Please reproduce the rows below word for word, from the line containing "[seg] **curly tail**" through the line containing "Provide the outline of every instance of the **curly", leaving the pictures out.

┌──

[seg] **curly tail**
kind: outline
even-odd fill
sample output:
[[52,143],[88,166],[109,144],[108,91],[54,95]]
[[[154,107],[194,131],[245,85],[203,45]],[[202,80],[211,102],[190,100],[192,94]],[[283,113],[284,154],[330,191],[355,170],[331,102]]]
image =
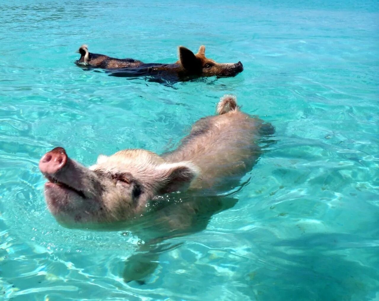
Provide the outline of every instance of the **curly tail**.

└──
┌──

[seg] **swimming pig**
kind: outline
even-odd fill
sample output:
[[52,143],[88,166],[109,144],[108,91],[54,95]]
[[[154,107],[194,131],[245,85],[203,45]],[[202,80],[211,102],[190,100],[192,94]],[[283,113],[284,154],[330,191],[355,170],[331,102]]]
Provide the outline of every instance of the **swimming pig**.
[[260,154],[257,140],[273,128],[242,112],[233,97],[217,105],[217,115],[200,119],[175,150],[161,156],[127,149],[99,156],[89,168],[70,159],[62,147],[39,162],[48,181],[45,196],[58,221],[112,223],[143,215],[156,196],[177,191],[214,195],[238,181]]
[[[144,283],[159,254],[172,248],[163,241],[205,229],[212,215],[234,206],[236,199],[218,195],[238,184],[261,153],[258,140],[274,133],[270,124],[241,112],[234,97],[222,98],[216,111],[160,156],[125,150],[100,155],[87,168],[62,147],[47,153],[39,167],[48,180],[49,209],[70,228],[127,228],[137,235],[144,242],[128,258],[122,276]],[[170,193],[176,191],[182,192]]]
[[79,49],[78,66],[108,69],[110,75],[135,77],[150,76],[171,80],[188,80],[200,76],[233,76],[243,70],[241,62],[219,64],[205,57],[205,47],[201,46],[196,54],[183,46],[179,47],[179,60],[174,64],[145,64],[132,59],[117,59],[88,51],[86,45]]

└──

*EXERCISE OUTPUT*:
[seg] **curly tail**
kind: outline
even-odd fill
sample output:
[[52,143],[88,166],[109,144],[108,91],[54,95]]
[[[154,107],[194,131],[245,85],[203,45]],[[202,80],[211,102],[190,100],[192,94]],[[283,113],[284,154],[330,191],[355,170],[331,102]]]
image =
Provide the outline of every instance of the **curly tail**.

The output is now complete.